## start
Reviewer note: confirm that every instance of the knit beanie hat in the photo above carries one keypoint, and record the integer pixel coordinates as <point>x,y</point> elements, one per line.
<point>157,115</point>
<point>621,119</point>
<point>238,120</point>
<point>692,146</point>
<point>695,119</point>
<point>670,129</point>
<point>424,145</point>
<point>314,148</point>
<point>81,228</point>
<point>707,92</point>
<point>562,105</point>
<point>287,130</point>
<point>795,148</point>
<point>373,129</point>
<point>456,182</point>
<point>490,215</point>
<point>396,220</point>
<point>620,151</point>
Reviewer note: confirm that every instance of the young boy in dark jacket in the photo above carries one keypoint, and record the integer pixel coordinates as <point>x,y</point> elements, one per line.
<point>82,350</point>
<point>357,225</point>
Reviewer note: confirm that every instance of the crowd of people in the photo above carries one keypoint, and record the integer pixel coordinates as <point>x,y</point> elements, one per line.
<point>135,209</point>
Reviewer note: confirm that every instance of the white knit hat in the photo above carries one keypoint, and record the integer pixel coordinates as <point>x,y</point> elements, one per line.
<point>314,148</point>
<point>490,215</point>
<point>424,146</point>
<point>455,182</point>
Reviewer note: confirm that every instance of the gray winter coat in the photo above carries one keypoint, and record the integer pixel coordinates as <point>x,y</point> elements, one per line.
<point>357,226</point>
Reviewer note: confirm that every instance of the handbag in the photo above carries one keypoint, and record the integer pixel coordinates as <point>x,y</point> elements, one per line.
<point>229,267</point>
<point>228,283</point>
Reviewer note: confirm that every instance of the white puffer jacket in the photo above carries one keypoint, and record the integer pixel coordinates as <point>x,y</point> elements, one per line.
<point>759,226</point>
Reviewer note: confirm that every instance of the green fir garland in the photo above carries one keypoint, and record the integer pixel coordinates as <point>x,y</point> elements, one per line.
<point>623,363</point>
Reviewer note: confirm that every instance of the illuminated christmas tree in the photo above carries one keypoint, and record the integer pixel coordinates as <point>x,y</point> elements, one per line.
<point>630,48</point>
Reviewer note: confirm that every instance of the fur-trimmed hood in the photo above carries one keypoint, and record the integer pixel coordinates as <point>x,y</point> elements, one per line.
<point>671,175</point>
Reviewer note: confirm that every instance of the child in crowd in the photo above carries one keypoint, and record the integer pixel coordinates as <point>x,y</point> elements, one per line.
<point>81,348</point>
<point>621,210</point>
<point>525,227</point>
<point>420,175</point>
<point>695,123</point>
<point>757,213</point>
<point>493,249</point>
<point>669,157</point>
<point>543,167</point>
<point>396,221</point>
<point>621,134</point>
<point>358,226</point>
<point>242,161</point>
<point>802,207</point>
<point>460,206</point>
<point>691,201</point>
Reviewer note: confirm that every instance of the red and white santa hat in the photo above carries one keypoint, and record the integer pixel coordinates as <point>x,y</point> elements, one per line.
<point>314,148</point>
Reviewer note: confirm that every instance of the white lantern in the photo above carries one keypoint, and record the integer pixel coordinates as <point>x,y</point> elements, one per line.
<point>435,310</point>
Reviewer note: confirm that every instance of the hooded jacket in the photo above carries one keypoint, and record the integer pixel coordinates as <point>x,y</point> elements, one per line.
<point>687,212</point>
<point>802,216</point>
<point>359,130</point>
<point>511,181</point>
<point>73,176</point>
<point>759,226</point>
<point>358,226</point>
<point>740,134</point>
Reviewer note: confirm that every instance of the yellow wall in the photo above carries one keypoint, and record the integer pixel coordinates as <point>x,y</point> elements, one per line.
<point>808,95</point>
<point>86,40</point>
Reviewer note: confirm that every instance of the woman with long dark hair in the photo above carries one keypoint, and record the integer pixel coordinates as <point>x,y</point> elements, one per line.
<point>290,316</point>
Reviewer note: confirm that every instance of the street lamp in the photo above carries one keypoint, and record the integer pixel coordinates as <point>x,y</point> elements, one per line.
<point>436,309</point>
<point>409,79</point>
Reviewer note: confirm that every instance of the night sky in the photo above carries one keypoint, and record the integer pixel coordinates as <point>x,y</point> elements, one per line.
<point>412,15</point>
## end
• [Prompt]: Copy every entry above word for word, keeping the original order.

• [Full response]:
Reviewer note: confirm that every instance of the knit beanie hat in the photo above carries one keypoint, and record the integer pixel coordinates as <point>x,y</point> elements, one per line.
<point>157,115</point>
<point>621,119</point>
<point>238,120</point>
<point>692,146</point>
<point>695,119</point>
<point>670,129</point>
<point>424,145</point>
<point>314,148</point>
<point>81,228</point>
<point>707,92</point>
<point>562,105</point>
<point>287,130</point>
<point>795,148</point>
<point>373,129</point>
<point>456,182</point>
<point>490,215</point>
<point>396,220</point>
<point>620,151</point>
Reviewer note: confirm that every instance of the young boy in dark jacket in the photo above carries one keypoint, and record the integer pixel coordinates as <point>x,y</point> elements, one per line.
<point>82,350</point>
<point>357,225</point>
Reviewer note: confirm that every instance of the crowd of people in the photo above carries one keypoint, and record the integer pixel coordinates as <point>x,y</point> elements, one per line.
<point>135,209</point>
Reviewer note: confirm that every instance of the white knit hat in the photo above carries one keypoint, and record the integer pixel coordinates as <point>x,y</point> elements, one per line.
<point>314,148</point>
<point>490,215</point>
<point>424,146</point>
<point>455,182</point>
Reviewer note: confirm that every instance of the gray winter coat in the photo above carries one keypoint, and record the integer pixel coordinates as <point>x,y</point> elements, one per line.
<point>357,226</point>
Reviewer note: confirm that every instance of the handbag in the photo above carries one keypoint, and record the integer pixel coordinates as <point>x,y</point> elements, one per line.
<point>229,267</point>
<point>228,283</point>
Reviewer note: confirm that every instance of the white puffer jacket in the photo above carries one keypoint, and record the integer pixel coordinates as <point>x,y</point> elements, one per line.
<point>759,226</point>
Reviewer note: confirm that every instance of the green fir garland in the photo above carries one keypoint, and record the integer pixel coordinates as <point>x,y</point> elements, one per line.
<point>623,363</point>
Reviewer note: confirm that every instance of the illuminated christmas tree in the photo above carries one keypoint, and record the integer pixel coordinates as <point>x,y</point> elements, one per line.
<point>630,48</point>
Reviewer note: confirm that every instance of the fur-trimmed hood in the photo above carries one keypoint, and record the integer pixel coordinates as <point>x,y</point> elements, one per line.
<point>671,175</point>
Reviewer note: confirm that every instance of the child in crowd in the photo above carries one keypoint, and record the integer pixel coordinates as <point>x,y</point> elements, one per line.
<point>81,348</point>
<point>621,210</point>
<point>525,227</point>
<point>420,175</point>
<point>695,123</point>
<point>757,213</point>
<point>493,249</point>
<point>669,157</point>
<point>543,167</point>
<point>396,221</point>
<point>621,134</point>
<point>358,226</point>
<point>242,161</point>
<point>802,207</point>
<point>460,206</point>
<point>691,201</point>
Reviewer note: confirm that every instance of the red and white santa hat in the photo above carries one keypoint, and record the integer pixel coordinates as <point>x,y</point> elements, one per line.
<point>314,148</point>
Reviewer note: confirm that every instance of the white lantern in the photo above carries one keypoint, and record the integer pixel coordinates as <point>x,y</point> elements, one per line.
<point>435,310</point>
Reviewer note: confirm that every instance of the hooded jacket in the photo above carries one keypoint, and record the integer pixel coordinates as <point>x,y</point> elements, one per line.
<point>687,212</point>
<point>802,216</point>
<point>359,130</point>
<point>511,181</point>
<point>73,176</point>
<point>759,226</point>
<point>358,226</point>
<point>740,134</point>
Reviewer note: confirm that every instance of the yellow wall in the photo above carries one keypoint, and record the integer pixel coordinates as <point>x,y</point> elements, one per line.
<point>808,95</point>
<point>86,40</point>
Reviewer note: confirm that every instance of the woman with long dark hair in the photo above carries one keypoint, and record the integer pixel coordinates as <point>x,y</point> elements, one per line.
<point>290,316</point>
Reviewer note: confirm that every instance of the street lamp in the photo above carries one keypoint, and record the integer pixel coordinates as <point>x,y</point> elements, one per line.
<point>436,309</point>
<point>409,79</point>
Reviewer note: confirm that every instance of the night sky in the photo above carries one keypoint, and record the integer pixel coordinates as <point>x,y</point> elements, one per line.
<point>412,15</point>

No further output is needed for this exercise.